→ **What you need to do**:
Your answer should be the records below, written out exactly.

Excerpts from a dataset:
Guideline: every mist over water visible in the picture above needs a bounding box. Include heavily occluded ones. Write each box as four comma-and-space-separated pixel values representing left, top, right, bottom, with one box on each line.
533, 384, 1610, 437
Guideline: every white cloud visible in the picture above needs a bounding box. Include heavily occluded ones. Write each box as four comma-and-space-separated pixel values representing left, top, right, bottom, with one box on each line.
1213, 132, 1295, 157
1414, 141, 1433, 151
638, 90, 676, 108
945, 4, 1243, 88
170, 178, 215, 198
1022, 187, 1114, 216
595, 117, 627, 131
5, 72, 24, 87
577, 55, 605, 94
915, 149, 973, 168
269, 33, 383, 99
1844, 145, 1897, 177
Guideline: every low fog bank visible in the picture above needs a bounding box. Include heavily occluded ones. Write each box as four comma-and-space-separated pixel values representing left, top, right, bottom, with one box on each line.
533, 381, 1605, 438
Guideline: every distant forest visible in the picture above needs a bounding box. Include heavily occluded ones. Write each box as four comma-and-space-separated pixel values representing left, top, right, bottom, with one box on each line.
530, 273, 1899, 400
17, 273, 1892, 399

→ **Finished task**:
Guideline: every mist over water visible in the picture above needs a bounding box. Include heavily occluded ones. Write each box as four comma-and-space-separated pixel values representing left, top, right, bottom, with one box on each line.
533, 384, 1610, 437
Guideline: every white cloud visible in the picture above needs a bounding box. Include heavily occluded ones. Write each box as four comma-and-space-separated pixel values representing left, top, right, bottom, with one box on each line.
1213, 132, 1295, 157
1414, 141, 1433, 151
638, 90, 676, 108
945, 4, 1243, 88
170, 178, 215, 198
1022, 187, 1114, 216
595, 117, 627, 131
5, 72, 24, 87
577, 55, 605, 94
915, 149, 973, 168
269, 33, 383, 99
1844, 145, 1897, 177
Guideline: every low fog bank visible in the picture above needs a bounding box. Include heavily occluded ones. Write each box as four comma-and-space-separated pixel values representing left, top, right, bottom, with one box on each line.
533, 381, 1605, 438
Guideline: every distant forest visible in the picture above needs a bounding box. Include heavily occluded ones. Write each box as four comma-and-space-separated pixel values representing left, top, right, bottom, with one box on each line.
530, 273, 1899, 400
17, 273, 1892, 399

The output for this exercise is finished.